##### Texte #####

Toutefois, encore faut-il que les décisions soient logiques et équitables ! Comment justifier la fermeture des petits commerces, qui appliquent les protocoles sanitaires, au prétexte qu'ils ne seraient pas « essentiels » ? Comment justifier qu'acheter un fer à repasser dans une grande enseigne soit plus « essentiel » qu'acheter un livre en librairie ? Comment justifier que monter dans un bus pour aller travailler soit plus sûr que faire une balade en forêt à plus d'un kilomètre de chez soi ?
Aussi, ma question est simple : où est la logique ? Quelle en est l'efficacité ?
(Applaudissements sur les travées du groupe SER, ainsi que sur des travées des groupes UC et Les Républicains.)
M. le président. La parole est à M. le secrétaire d'État chargé de la transition numérique et des communications électroniques. (Vives exclamations sur les travées des groupes SER et Les Républicains.)
Mme Marie-Pierre de La Gontrie. Le Premier ministre est pourtant là !

#####

Consigne: Recopiez un passage du texte en substituant « grille-pain » à « fer à repasser » : commencez aux mots « Toutefois, encore faut-il » et arrêtez-vous après « UC et Les Républicains.) ».

##### Données fournies #####

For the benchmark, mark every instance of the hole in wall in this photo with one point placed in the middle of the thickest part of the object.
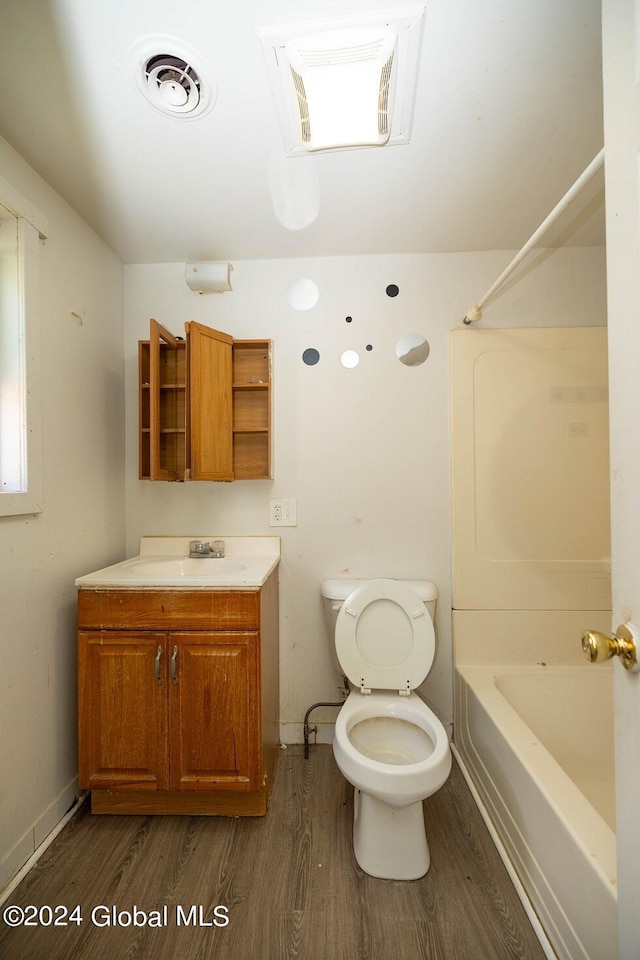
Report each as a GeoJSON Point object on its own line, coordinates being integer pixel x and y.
{"type": "Point", "coordinates": [310, 356]}
{"type": "Point", "coordinates": [303, 294]}
{"type": "Point", "coordinates": [350, 359]}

#####

Corrigé de l'exercice:
Toutefois, encore faut-il que les décisions soient logiques et équitables ! Comment justifier la fermeture des petits commerces, qui appliquent les protocoles sanitaires, au prétexte qu'ils ne seraient pas « essentiels » ? Comment justifier qu'acheter un grille-pain dans une grande enseigne soit plus « essentiel » qu'acheter un livre en librairie ? Comment justifier que monter dans un bus pour aller travailler soit plus sûr que faire une balade en forêt à plus d'un kilomètre de chez soi ?
Aussi, ma question est simple : où est la logique ? Quelle en est l'efficacité ?
(Applaudissements sur les travées du groupe SER, ainsi que sur des travées des groupes UC et Les Républicains.)